Es zeigte sich, dass sowohl für Frauen als auch für Männer die Wahrnehmung von Kolleginnen oder Kollegen vom eigenen Geschlecht abhing; die positivere und stärkere Wahrnehmung von Frauen gegenüber Frauen gibt es zwar auch, jedoch in deutlich geringerem Ausmaß: Die positivere Wahrnehmung unter Frauen verbesserte den Durchschnitt der geschätzten Noten um vier Prozent, bei Männern waren es hingegen 76 Prozent.

Auch die Wahl des "Stars" des jeweiligen Kurses fiel deutlich öfter auf einen Studenten. In zwei Klassen waren die ersten vier Plätze der nominierten "Stars" von Männern besetzt, in der dritten Klasse waren ebenfalls die ersten drei Plätze der nominierten "Stars" männlich.

Die Studie konnte zeigen, dass Studentinnen mit demselben Leistungslevel wie Studenten eher übersehen werden und trotz ihrer Fachkenntnisse nicht denselben Status in der Wahrnehmung ihrer Kollegen erreichen.

> **Daten**
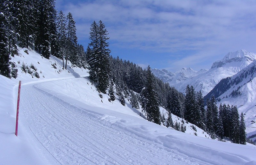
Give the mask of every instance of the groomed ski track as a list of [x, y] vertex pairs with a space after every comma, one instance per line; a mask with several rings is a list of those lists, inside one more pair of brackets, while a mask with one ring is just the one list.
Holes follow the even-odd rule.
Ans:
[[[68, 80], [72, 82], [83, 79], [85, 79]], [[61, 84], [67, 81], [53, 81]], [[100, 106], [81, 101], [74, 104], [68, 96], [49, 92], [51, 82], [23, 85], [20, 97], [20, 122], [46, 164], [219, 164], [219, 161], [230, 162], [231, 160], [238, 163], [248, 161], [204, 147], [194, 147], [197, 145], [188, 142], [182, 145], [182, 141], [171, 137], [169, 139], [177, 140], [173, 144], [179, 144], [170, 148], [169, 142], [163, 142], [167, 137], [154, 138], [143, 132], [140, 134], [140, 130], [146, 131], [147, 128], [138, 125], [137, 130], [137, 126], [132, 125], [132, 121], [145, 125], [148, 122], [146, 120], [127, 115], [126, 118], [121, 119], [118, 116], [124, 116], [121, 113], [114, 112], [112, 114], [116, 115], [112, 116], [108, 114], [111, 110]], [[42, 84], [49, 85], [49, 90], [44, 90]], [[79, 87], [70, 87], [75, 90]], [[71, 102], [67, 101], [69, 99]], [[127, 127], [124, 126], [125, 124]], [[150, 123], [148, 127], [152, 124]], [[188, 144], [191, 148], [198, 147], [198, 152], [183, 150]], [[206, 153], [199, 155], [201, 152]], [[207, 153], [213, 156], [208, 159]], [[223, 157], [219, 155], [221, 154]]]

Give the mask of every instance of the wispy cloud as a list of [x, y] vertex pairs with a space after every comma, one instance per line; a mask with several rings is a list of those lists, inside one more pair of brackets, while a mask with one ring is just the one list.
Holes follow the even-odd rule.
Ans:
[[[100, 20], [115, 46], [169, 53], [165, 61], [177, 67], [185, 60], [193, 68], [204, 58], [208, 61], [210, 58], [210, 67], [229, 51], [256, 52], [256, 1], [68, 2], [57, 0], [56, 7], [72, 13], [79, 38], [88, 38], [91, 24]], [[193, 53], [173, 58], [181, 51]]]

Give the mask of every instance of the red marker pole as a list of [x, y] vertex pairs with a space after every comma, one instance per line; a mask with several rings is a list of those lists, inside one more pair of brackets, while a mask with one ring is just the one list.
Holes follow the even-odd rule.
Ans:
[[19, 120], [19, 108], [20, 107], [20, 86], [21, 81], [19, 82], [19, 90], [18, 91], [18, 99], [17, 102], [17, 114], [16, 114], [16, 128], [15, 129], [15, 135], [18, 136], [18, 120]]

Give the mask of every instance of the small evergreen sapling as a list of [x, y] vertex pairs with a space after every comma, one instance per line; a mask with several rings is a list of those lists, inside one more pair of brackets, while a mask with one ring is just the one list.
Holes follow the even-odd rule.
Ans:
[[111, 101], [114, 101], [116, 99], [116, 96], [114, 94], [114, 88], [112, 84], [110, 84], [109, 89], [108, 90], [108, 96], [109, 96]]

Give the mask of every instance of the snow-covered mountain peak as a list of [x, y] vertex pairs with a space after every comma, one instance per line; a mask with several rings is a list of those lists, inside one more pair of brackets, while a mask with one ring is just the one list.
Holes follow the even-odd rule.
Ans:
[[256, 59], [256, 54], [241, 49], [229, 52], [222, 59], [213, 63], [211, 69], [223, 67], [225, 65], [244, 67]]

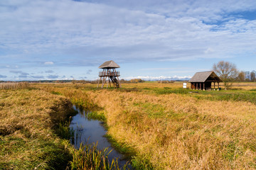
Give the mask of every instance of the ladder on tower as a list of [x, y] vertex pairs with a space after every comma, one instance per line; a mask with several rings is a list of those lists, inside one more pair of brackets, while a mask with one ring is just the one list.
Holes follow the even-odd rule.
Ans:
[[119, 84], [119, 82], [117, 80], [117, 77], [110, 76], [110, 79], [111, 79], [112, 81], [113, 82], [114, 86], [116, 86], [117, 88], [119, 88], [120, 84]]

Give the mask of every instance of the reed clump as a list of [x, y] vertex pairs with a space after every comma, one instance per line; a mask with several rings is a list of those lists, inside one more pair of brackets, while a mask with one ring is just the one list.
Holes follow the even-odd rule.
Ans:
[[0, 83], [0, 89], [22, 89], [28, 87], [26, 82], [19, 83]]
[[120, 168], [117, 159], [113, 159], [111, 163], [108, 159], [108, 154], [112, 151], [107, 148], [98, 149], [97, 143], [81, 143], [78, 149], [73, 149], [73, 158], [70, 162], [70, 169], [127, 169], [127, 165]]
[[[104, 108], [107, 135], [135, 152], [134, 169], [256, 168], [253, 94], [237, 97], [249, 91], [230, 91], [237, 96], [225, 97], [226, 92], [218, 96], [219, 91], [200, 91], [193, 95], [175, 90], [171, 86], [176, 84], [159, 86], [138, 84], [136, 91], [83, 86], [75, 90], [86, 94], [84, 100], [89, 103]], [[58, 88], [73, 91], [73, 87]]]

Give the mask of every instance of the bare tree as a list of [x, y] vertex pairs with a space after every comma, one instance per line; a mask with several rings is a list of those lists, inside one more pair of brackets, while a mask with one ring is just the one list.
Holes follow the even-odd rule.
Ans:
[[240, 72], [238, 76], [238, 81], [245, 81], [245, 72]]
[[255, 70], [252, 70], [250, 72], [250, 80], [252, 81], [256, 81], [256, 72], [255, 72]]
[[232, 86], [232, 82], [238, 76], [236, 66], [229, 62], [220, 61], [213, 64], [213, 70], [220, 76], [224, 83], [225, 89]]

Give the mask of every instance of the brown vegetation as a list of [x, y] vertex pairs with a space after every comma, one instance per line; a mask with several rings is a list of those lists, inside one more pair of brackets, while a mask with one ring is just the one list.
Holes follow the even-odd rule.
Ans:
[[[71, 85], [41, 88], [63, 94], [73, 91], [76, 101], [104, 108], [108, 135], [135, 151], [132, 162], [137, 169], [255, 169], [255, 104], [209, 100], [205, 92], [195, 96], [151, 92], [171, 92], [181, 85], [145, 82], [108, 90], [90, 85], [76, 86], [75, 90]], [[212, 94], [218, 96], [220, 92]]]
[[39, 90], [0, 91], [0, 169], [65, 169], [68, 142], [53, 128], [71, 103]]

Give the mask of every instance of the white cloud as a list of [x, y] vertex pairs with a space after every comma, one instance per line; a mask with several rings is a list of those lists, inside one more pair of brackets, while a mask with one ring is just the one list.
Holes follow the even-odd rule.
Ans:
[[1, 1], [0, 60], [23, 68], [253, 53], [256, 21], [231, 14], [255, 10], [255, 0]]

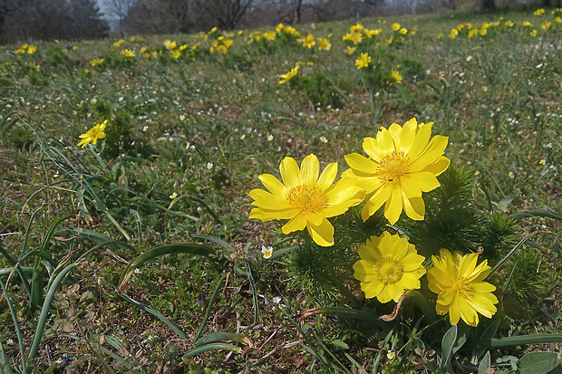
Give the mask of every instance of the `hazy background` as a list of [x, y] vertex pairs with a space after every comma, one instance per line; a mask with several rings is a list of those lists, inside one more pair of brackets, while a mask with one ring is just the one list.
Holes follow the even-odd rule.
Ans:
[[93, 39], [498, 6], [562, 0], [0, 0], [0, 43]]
==
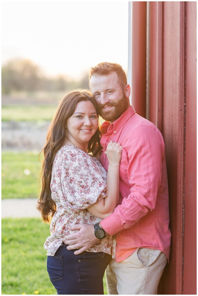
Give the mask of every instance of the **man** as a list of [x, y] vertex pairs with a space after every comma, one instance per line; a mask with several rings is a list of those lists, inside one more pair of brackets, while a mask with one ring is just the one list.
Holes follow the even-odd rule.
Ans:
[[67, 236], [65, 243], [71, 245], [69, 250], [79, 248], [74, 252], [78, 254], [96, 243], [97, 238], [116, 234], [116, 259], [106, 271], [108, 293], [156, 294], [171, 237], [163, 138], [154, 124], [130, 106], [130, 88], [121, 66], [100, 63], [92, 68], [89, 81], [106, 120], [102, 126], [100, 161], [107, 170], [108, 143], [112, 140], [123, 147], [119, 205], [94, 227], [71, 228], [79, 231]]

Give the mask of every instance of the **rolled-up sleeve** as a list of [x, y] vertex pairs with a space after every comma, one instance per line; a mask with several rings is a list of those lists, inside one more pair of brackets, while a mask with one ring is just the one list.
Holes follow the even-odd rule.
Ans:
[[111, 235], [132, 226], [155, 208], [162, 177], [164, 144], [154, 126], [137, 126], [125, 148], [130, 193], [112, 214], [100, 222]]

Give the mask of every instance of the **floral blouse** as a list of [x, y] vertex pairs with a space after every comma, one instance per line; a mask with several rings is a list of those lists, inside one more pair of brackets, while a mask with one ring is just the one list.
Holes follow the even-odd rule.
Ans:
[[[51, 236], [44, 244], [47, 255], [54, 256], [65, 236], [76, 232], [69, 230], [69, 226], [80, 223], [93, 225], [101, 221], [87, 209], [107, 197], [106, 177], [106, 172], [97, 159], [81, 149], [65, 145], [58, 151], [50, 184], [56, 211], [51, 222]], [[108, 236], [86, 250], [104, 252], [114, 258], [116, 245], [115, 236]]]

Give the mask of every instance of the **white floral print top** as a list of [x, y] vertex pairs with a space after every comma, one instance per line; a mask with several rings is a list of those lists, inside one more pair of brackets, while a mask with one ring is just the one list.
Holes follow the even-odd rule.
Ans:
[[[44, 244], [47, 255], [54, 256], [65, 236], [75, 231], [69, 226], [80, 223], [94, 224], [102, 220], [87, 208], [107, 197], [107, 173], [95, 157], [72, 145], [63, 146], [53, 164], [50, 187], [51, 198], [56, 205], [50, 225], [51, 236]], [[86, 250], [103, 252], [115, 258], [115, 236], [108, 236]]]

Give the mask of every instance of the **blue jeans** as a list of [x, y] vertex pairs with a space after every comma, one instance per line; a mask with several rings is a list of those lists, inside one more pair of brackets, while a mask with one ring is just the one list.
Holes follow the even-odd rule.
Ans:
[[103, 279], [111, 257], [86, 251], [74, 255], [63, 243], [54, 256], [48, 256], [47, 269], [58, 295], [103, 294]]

> **Aufgaben**
1 > Wie viele der ersten Plätze der nominierten „Stars“ waren laut dem Text über die Wahrnehmung von Studentinnen und Studenten in der dritten Klasse männlich besetzt?
2 > Schreibe den Text über die Wahrnehmung von Studentinnen und Studenten im Anschluss an seinen letzten Satz weiter.
Die Daten spielen hierfür keine Rolle.

> **Lösungen**
1 > Die ersten drei Plätze.

2 >
Ergebnisse sollten eine Warnung sein

Diese Ergebnisse würden zeigen, dass allein das Faktum "männlich" förderlich sein kann, sagt der Anthropologe und Erstautor der Studie Dan Grunspan. College-Studentinnen in MINT-Programmen verwerfen ihre Hauptfächer sowohl früher als auch öfter als ihre Kollegen. Die genderbasierte Leistungswahrnehmung könnte hierfür eine Begründung liefern. Grunspan ist überzeugt, dass die Bestärkung innerhalb der eigenen Peer-Group wie auch die von Fakultätsmitgliedern für die Ausbildung und den Karriereverlauf junger Menschen enorm wichtig seien. Ein einfaches "Du kannst das schaffen" entscheide nicht selten darüber, ob sich Studierende durch diverse Widerstände kämpfen oder einfach aufgeben.

Der Wissenschafter sieht die Studienergebnisse auch als Warnung, schließlich würden die Studierenden von heute später wichtige Entscheidungen über Einstellungen oder Beförderungen treffen. (beaha, 19.2.2016)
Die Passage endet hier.